The task = The entire set of lines below should be copied exactly.

Dataset entries
■ ■ ■ ■ ■ ■ ■

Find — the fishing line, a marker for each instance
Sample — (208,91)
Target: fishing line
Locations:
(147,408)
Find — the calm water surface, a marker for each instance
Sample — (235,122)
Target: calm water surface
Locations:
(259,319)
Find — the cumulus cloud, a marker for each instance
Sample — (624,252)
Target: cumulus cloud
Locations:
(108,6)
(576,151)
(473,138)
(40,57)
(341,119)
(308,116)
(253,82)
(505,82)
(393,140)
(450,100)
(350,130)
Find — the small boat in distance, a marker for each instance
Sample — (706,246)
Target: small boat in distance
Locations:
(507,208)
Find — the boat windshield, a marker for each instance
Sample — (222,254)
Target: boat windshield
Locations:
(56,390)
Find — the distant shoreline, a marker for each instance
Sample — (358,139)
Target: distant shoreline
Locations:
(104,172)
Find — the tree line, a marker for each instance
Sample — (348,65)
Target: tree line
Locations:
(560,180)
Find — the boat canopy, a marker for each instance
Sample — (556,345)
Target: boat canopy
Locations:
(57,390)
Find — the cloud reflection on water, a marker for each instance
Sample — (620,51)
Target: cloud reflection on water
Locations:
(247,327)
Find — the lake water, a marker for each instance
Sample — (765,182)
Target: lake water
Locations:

■ ■ ■ ■ ■ ■ ■

Reply to the exercise =
Find — the fishing line, a marker for each instance
Sample — (208,91)
Target: fishing line
Locations:
(147,408)
Find — the calm water surface, a marker for each instance
Sample — (235,122)
Target: calm water surface
Locations:
(259,319)
Find — the cumulus cloud, a marker for each instance
Sample — (624,252)
Target: cumulus cloud
Locations:
(108,6)
(576,151)
(473,138)
(40,57)
(341,119)
(308,116)
(253,82)
(505,82)
(393,140)
(450,100)
(350,130)
Find — the small boat in distance, a marker for each instance
Sample — (706,246)
Target: small boat in distance
Locations:
(507,208)
Find — the boat windshield, a marker for each instance
Sample — (222,254)
Target: boat windshield
Locations:
(56,390)
Find — the distant shoreline, a marker for each instance
Sample — (358,139)
Target: distant shoreline
Locations:
(104,172)
Find — the tree line, a marker for each instance
Sample — (348,65)
Target: tree line
Locations:
(560,180)
Find — the boat canopy, a marker for each instance
Sample — (556,345)
Target: boat canopy
Locations:
(57,390)
Find — the cloud reflection on water, a marker for each instance
Sample — (620,51)
Target: cloud reflection on water
Locations:
(247,327)
Find — the lake water, a marker for each instance
Sample — (765,182)
Target: lake water
Locations:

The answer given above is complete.